**Text shown**
_ _ _ _ _

PMI figures are based on monthly questionnaires sent to purchasing managers at several hundred companies.
- The Manufacturing PMI tracks companies that make physical goods, from cars and clothing to electronics and industrial machinery.
- The Services PMI looks at activity in sectors that provide less tangible offerings, such as finance, health care, transportation, and hospitality.
- Over time, PMI trends help flag shifts in GDP growth, inflation, employment, and interest rates.
A Purchasing Managers’ Index, or PMI, is one of the key tools investors use to gauge the health of the services and manufacturing sides of the economy.
The index can move sharply in times of stress: the U.S. Manufacturing PMI fell sharply in December 2008 during the financial crisis, and both manufacturing and services PMIs tumbled in April 2020 when pandemic lockdowns brought activity to a halt.
How PMI Surveys Are Compiled and Calculated
PMI figures are based on monthly questionnaires sent to purchasing managers at several hundred companies. Respondents report whether conditions, which include production, new orders, supplier deliveries, inventories, and employment, have improved, stayed the same, or worsened from the previous month. The Institute for Supply Management, for example, polls more than 300 manufacturers across different regions and sizes for its widely watched index.

_ _ _ _ _

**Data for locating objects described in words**
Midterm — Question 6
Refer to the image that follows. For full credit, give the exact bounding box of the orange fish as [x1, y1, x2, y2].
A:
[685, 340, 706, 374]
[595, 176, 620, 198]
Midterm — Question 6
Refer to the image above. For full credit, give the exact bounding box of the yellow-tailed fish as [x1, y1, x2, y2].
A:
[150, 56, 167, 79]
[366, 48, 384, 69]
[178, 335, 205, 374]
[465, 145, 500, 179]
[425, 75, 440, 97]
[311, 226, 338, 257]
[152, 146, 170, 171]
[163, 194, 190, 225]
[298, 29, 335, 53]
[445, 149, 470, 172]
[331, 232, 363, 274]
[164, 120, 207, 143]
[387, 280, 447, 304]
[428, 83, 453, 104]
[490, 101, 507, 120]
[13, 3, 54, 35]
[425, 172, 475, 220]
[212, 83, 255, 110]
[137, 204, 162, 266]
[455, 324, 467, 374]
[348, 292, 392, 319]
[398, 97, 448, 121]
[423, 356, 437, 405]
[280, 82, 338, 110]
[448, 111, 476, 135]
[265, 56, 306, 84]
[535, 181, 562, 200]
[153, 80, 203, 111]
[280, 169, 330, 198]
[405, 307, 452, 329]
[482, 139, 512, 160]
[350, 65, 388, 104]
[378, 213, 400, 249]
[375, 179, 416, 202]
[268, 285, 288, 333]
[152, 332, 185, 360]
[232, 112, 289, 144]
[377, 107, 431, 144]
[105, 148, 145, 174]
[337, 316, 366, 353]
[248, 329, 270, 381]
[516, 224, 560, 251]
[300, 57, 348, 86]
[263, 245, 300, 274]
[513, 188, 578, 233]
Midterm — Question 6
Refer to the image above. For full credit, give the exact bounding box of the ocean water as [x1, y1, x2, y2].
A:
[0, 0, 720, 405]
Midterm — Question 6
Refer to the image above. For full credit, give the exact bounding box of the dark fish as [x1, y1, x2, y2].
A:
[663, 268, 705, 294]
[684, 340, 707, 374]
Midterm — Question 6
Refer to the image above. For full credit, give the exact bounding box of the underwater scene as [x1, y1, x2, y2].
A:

_ _ _ _ _

**Using the information**
1: In the text on PMI, how many manufacturers does the Institute for Supply Management poll for its index?
2: From the text on PMI, copy the passage starting with "- The Services" and going on through "and interest rates.".
The records were taken from a separate source.

**Answers to each task**
1: More than 300 manufacturers.

2:
- The Services PMI looks at activity in sectors that provide less tangible offerings, such as finance, health care, transportation, and hospitality.
- Over time, PMI trends help flag shifts in GDP growth, inflation, employment, and interest rates.